PASSAGE SHOWN.

With the controversial final season of Game of Thrones now receding into memory, there’s a sizeable gap in the schedule for an adult fantasy show. Amazon’s big bet is their mega-budget Lord of the Rings and HBO is working on a Game of Thrones prequel, but Netflix is first out of the gate with The Witcher.
The series adapts Andrzej Sapkowski’s classic fantasy novels, which most domestic audiences are familiar with via the excellent batch of RPGs by CD Projekt Red. Right now, The Witcher is the highest-rated show on Netflix, a second season is already in production and we’re hearing that a third has been greenlit, too. But how is showrunner Lauren Hissrich reacting to her success?
Well, in an interview with Variety, she’s revealed that she paid attention to the mistakes Game of Thrones made when interacting with their fans and is determined to do better, saying:
“I wanted to have a dialogue with the fans. I put myself on Twitter very, very early on and announced who I was, what I was doing, and was met with all sorts of reactions, good and bad, but I stuck around. What I want people to know is that I love this franchise. It doesn’t mean I’m going to do everything that fans want me to do, or do it the way they think it should be done, but as long as they know I’m trying to honor the same thing that they love because I love it too, I tell myself we’ll be all good.”
She also went to argue that despite both Game of Thrones and The Witcher featuring lots of violence and nudity – which many critics have pointed out – they’re handling it in a different way, explaining:
“Personally it drives me crazy if there is gratuitous violence for the sake of shocking the audience, or if you’re having a conversation over here and two people in the background are just naked. I need to understand why they’re naked and ‘What does that say about the characters?’ I hope in every situation the audience thinks I get it.”

ENTRIES SHOWN.
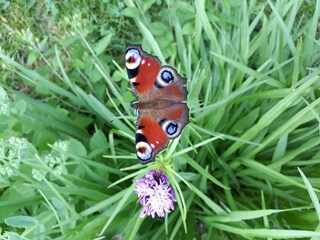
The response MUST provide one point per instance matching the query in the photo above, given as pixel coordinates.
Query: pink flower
(156, 194)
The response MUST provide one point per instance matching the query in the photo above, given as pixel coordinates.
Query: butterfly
(161, 105)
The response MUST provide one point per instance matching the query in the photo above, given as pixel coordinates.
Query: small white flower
(156, 194)
(9, 171)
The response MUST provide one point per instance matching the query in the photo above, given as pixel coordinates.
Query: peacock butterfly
(161, 105)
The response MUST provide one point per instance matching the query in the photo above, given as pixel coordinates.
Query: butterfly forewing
(162, 93)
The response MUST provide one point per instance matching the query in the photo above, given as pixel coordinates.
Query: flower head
(156, 194)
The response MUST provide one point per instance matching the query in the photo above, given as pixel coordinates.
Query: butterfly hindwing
(156, 127)
(161, 94)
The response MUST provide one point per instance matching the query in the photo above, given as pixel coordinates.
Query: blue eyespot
(172, 128)
(167, 76)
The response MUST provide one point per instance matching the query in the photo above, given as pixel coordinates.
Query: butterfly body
(161, 105)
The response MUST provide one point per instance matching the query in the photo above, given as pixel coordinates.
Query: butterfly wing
(155, 128)
(162, 93)
(142, 69)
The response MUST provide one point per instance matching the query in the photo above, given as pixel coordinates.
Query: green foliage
(244, 168)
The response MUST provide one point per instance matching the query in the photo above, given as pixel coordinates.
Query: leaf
(102, 44)
(131, 12)
(77, 148)
(21, 221)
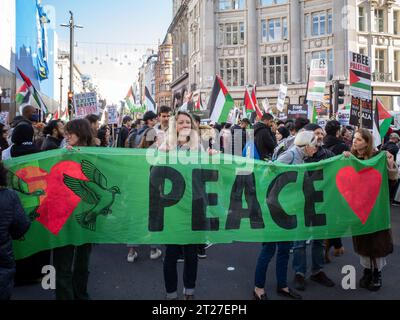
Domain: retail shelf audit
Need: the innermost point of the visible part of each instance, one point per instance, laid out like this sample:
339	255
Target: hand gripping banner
118	196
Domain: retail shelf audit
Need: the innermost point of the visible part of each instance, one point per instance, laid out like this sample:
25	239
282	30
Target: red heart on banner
360	189
59	202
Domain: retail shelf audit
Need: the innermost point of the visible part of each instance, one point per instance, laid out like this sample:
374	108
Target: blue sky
128	26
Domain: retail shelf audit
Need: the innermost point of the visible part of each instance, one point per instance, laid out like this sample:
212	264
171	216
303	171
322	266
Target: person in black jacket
54	133
299	249
14	223
332	140
333	143
264	139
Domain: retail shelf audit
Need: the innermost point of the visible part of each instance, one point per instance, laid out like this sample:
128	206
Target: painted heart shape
59	202
360	189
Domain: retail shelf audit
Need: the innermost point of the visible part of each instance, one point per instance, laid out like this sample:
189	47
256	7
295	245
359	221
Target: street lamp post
71	27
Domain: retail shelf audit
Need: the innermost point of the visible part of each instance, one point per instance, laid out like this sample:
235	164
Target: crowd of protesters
290	142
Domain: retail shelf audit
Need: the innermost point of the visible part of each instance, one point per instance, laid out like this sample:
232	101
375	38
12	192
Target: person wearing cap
150	121
299	248
305	145
124	131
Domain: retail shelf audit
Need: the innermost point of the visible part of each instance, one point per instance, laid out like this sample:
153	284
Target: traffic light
338	91
70	102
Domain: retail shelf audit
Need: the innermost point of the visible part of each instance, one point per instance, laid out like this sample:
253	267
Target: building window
275	70
232	71
265	3
274	30
307	26
397	65
396	21
329	21
380	60
361	19
232	34
379	20
231	5
319	22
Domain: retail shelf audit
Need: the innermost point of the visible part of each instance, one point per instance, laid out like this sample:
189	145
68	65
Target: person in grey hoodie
305	145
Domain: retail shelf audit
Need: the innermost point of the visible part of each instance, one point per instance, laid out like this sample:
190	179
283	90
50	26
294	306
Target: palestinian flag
199	104
255	102
130	98
23	95
382	122
248	105
221	102
150	104
35	94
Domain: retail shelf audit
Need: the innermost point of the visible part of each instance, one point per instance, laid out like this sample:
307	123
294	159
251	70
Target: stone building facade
269	42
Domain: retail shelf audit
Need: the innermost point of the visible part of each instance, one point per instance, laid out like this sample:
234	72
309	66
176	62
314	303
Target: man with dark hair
264	139
54	133
299	247
163	116
94	121
124	131
332	140
150	121
333	143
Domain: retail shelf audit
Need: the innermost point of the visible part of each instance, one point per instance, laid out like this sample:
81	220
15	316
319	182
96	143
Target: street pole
71	27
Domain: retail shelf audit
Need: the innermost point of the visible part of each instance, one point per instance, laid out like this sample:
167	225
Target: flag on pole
35	94
255	102
199	105
382	122
23	95
150	104
248	104
130	98
221	102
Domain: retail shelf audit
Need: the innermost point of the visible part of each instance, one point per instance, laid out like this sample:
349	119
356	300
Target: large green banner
116	196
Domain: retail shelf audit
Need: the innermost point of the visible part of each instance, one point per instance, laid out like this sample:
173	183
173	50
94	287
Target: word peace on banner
96	195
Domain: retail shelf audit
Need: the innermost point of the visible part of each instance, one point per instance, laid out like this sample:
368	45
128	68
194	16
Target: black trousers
170	266
72	272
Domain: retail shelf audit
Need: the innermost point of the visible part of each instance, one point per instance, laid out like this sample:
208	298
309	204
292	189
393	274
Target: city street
112	278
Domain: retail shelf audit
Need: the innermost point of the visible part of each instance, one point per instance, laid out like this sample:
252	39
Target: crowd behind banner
265	138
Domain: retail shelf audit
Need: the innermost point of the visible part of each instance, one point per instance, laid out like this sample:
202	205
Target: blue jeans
6	283
300	257
282	260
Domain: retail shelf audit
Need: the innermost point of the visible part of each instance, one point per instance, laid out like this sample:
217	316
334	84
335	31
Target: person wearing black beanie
22	139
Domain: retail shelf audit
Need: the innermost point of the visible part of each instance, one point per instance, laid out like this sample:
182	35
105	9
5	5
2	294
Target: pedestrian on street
305	145
14	223
334	143
72	262
299	248
372	248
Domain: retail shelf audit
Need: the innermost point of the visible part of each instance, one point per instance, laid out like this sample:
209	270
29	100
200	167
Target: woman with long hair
372	248
71	262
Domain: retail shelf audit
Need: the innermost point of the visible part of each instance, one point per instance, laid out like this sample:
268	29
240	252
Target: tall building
163	72
270	42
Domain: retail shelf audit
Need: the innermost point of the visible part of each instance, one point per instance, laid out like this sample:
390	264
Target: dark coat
374	245
320	155
13	225
335	145
265	140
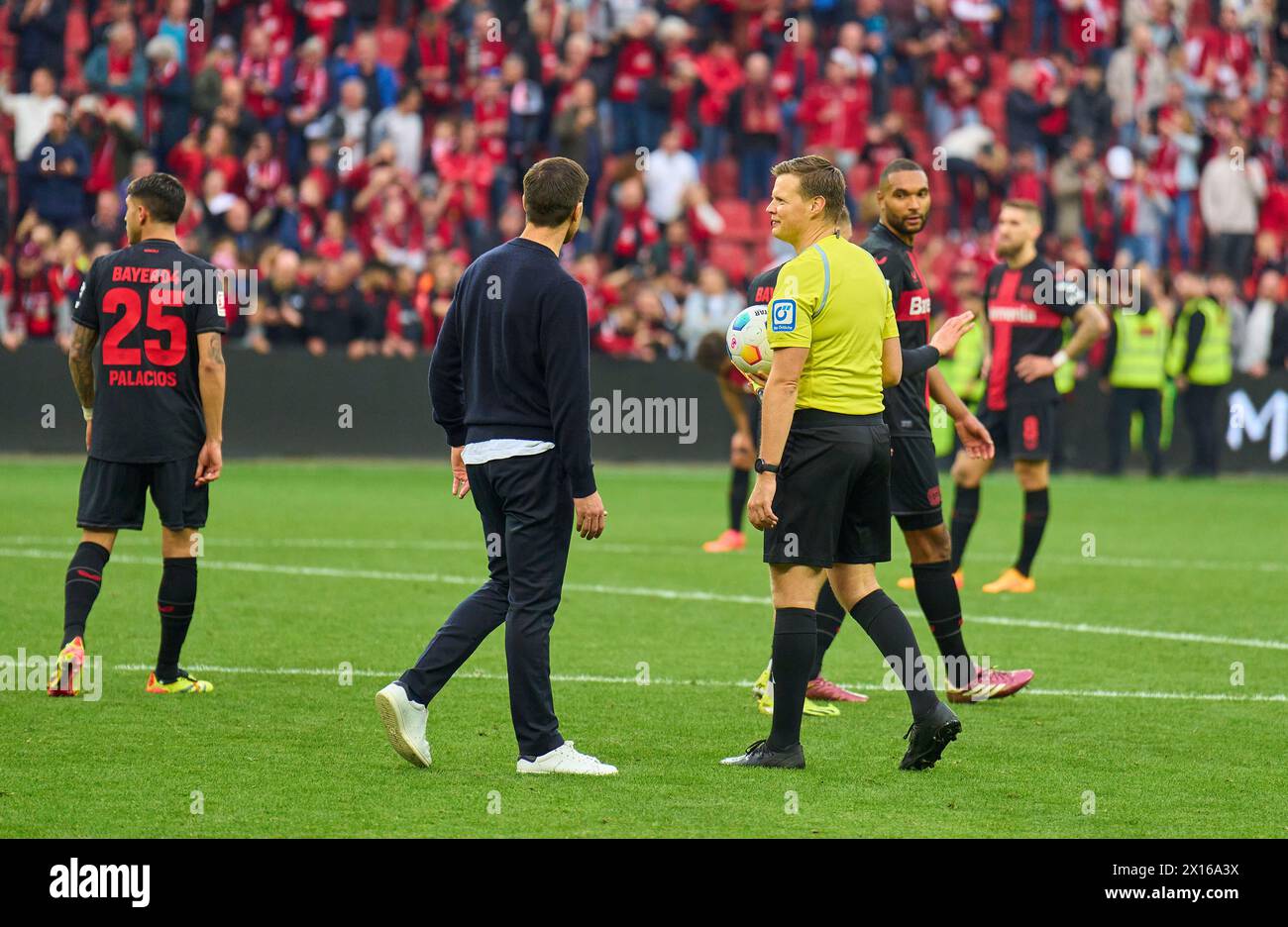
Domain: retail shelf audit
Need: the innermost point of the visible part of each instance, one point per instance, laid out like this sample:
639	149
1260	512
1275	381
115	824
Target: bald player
903	202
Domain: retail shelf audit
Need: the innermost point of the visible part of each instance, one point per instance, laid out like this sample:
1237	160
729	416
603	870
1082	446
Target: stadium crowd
360	154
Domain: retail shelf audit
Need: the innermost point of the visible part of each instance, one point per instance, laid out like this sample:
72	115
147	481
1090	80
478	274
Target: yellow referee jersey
833	299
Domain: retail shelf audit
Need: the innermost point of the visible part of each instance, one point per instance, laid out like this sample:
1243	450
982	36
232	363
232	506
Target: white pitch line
716	683
673	550
653	592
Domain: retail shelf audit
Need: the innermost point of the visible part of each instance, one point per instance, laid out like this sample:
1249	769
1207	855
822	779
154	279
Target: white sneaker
565	759
404	724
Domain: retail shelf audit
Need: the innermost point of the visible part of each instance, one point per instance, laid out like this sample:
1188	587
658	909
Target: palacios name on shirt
137	377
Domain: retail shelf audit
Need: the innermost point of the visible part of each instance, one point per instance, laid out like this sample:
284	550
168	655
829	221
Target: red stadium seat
722	179
992	112
903	101
393	44
739	222
76	38
733	258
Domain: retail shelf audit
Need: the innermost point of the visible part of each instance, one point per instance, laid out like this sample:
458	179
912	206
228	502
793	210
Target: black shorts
833	492
115	494
752	407
914	483
1022	430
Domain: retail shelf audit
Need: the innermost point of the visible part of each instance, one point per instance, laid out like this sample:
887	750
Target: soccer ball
747	342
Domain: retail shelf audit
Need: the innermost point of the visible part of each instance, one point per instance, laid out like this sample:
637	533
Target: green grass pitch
1158	706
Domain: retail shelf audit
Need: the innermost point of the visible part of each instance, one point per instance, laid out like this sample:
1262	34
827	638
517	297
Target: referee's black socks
829	618
888	627
795	632
1037	506
175	601
84	579
965	510
941	604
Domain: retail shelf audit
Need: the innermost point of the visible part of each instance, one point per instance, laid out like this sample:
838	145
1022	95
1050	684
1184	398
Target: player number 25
128	303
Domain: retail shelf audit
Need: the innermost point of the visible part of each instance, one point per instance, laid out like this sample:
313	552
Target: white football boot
404	724
565	759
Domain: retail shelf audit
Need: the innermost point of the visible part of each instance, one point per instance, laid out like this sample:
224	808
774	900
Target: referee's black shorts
833	492
914	498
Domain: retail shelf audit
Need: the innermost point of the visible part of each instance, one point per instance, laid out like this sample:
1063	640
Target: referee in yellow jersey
822	492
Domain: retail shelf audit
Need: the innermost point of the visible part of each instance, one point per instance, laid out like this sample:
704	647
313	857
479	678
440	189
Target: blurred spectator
627	230
1253	356
1091	110
669	171
709	307
31	111
335	314
403	128
39	27
377	78
756	127
1136	80
1231	191
55	172
116	69
168	111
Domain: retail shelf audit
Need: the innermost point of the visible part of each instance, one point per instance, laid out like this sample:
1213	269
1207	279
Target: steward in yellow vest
1134	361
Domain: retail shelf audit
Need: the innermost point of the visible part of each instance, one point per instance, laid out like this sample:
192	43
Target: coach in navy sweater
510	386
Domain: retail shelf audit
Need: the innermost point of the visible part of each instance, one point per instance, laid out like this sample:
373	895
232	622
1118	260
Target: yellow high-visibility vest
1141	351
1212	363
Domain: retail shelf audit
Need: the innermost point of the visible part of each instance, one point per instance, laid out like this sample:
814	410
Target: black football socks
831	617
739	481
84	579
965	510
1037	506
940	603
175	600
888	627
795	636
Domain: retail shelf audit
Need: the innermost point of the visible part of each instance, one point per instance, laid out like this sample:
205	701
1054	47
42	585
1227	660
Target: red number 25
128	303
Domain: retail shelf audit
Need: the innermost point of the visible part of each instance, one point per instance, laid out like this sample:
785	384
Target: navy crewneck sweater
513	359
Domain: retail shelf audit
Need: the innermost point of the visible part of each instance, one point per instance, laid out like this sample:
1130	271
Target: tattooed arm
210	373
80	360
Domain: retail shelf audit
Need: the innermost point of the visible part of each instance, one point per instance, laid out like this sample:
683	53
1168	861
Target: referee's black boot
927	738
760	755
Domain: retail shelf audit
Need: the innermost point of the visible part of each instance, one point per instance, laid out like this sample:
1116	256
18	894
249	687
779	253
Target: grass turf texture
303	755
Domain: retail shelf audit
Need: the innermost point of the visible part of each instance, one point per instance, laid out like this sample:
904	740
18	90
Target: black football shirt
147	406
761	287
1025	309
907	404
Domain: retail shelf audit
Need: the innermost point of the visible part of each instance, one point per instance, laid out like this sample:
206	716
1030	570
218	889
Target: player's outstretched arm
974	437
80	360
211	376
776	421
892	361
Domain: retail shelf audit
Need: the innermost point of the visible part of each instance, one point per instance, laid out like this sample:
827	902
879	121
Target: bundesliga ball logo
747	342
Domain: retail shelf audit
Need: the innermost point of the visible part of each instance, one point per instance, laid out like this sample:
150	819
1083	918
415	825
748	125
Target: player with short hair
822	496
903	200
1025	305
159	402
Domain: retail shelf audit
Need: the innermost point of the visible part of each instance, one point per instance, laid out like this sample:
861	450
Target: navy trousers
527	514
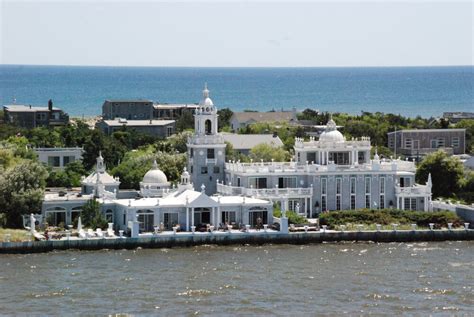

AIM OF THE TASK.
Continue the article about The Witcher showrunner's approach to fans from its final sentence.

OUTPUT FOR THIS EXERCISE.
Also differentiating it from Game of Thrones are the more comedic elements, as she says:
“The comedy is what separates ‘Witcher’ from a lot of other fantasy material like ‘Game of Thrones.’ It comes from an organic place which is that Andrzej Sapkowski is Polish, and he was telling me a lot about what it was like to grow up in Poland at a time when their country was being constantly taken over by other countries, there was a lot of political turmoil, a lot of people died, a lot of conflict, and yet you still have to get up every day and put one foot in front of the other and continue on with your life. He said, ‘How do people deal with tragedy? They laugh.’ Bringing that aspect into a fantasy show is really fresh and had never really been done before. It was really important to me to keep in that in, and I hope the fans appreciate it.”
Most who’ve seen The Witcher agree that Hissrich has done a great job, faithfully adapting the books while giving fans of the games enough nods to know they’ve been seen. Here’s hoping that they get to wrap up all these plotlines in a satisfying manner and that the show continues to demonstrate the narrative complexity and wit that have made it such a winning prospect.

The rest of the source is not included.